WORK ORDER -
The answer must repeat each line of the material exactly.

★ ★ ★

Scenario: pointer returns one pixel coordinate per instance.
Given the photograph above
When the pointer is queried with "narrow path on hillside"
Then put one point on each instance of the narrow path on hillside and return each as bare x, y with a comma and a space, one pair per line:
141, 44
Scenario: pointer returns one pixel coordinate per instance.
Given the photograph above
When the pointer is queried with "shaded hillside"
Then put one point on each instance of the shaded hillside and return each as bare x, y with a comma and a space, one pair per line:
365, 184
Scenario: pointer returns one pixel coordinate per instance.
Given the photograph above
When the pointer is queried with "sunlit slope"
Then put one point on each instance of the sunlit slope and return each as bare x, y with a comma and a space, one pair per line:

★ ★ ★

TASK ANSWER -
Scenario: pointer returns one pixel coordinate per instance.
Given the photograph above
When the pointer is queried with "narrow path on hillside"
Then put one point on each instance of the narrow path on hillside and return each as bare x, y with a comma and a space, one pair per line:
141, 44
Scenario: pointer returns one pixel coordinate per instance.
Given the photograph above
When the pointer is queried with "shaded hillside"
Then put one point on each instance of the shaded hillside and return each as bare x, y with a comma and a space, one pair per line:
365, 184
Scenario: pointer returns one pixel coordinate per instance.
Given the photograph above
When the pointer is queried with "sunlit slope"
Then put one point on each instance of the sunlit slope and return each as bare x, y with a comma and a space, one pair per line:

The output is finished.